What is expected.
Provide an exact transcription of all the records.

Exercise material.
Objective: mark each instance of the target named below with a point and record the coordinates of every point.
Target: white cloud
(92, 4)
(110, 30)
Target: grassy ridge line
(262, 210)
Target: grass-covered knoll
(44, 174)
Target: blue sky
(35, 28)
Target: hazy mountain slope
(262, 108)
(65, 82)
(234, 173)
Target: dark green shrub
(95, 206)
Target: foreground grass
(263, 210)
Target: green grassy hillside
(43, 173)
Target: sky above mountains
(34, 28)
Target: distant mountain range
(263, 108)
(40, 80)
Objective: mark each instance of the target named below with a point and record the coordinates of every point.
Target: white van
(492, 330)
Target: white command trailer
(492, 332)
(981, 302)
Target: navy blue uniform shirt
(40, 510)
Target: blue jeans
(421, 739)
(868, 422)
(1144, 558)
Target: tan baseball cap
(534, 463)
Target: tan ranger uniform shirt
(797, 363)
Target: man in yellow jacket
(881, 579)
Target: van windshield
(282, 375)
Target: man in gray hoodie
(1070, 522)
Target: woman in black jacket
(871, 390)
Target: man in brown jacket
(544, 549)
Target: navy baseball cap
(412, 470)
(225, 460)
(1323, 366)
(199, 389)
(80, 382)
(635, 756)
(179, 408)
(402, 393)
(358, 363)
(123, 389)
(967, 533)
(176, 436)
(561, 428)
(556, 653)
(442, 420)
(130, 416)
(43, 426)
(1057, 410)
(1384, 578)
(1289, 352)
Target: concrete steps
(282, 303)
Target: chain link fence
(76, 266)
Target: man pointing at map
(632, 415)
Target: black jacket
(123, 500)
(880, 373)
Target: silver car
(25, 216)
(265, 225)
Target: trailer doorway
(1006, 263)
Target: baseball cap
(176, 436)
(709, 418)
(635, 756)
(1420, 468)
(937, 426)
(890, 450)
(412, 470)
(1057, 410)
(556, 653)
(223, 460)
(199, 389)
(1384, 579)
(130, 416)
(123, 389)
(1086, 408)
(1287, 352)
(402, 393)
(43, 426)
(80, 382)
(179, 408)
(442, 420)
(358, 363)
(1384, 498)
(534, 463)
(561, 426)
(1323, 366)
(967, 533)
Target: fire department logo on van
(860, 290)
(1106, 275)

Answer.
Objective: mark each instance of the target named below with a point and record the coordinates of every point.
Target: white cloud
(92, 4)
(110, 30)
Target: grassy ridge line
(262, 210)
Target: grass-covered knoll
(44, 174)
Target: blue sky
(35, 28)
Target: hazy mountain slope
(262, 108)
(65, 82)
(234, 173)
Target: dark green shrub
(95, 206)
Target: foreground grass
(263, 210)
Target: green grassy hillside
(43, 173)
Target: sky above mountains
(34, 28)
Target: distant mountain range
(263, 108)
(40, 80)
Objective: mark each instance of the target named below with a point and record the coordinates of every point.
Target: white van
(492, 330)
Target: white command trailer
(492, 332)
(981, 302)
Target: navy blue uniform shirt
(40, 510)
Target: blue jeans
(421, 739)
(868, 422)
(1144, 558)
Target: tan baseball cap
(534, 463)
Target: tan ranger uniform shirt
(797, 363)
Target: man in yellow jacket
(881, 579)
Target: van windshield
(282, 375)
Target: man in gray hoodie
(1070, 522)
Target: woman in black jacket
(871, 390)
Target: man in brown jacket
(544, 549)
Target: navy baseball cap
(412, 470)
(225, 460)
(1323, 366)
(199, 389)
(80, 382)
(635, 756)
(179, 408)
(402, 393)
(358, 363)
(123, 389)
(967, 533)
(176, 436)
(561, 428)
(556, 653)
(442, 420)
(130, 416)
(43, 426)
(1057, 410)
(1384, 578)
(1289, 352)
Target: concrete steps
(282, 303)
Target: chain link fence
(76, 266)
Target: man pointing at map
(632, 415)
Target: black jacket
(123, 500)
(880, 373)
Target: silver car
(25, 216)
(265, 225)
Target: trailer doorway
(1006, 263)
Target: baseball cap
(176, 436)
(709, 418)
(635, 756)
(1420, 468)
(937, 426)
(890, 450)
(412, 470)
(1057, 410)
(556, 653)
(223, 460)
(199, 389)
(1384, 579)
(130, 416)
(123, 389)
(1086, 408)
(1287, 352)
(402, 393)
(43, 426)
(80, 382)
(179, 408)
(442, 420)
(358, 363)
(1384, 498)
(534, 463)
(561, 426)
(1323, 366)
(967, 533)
Target: fire department logo on van
(860, 290)
(1106, 275)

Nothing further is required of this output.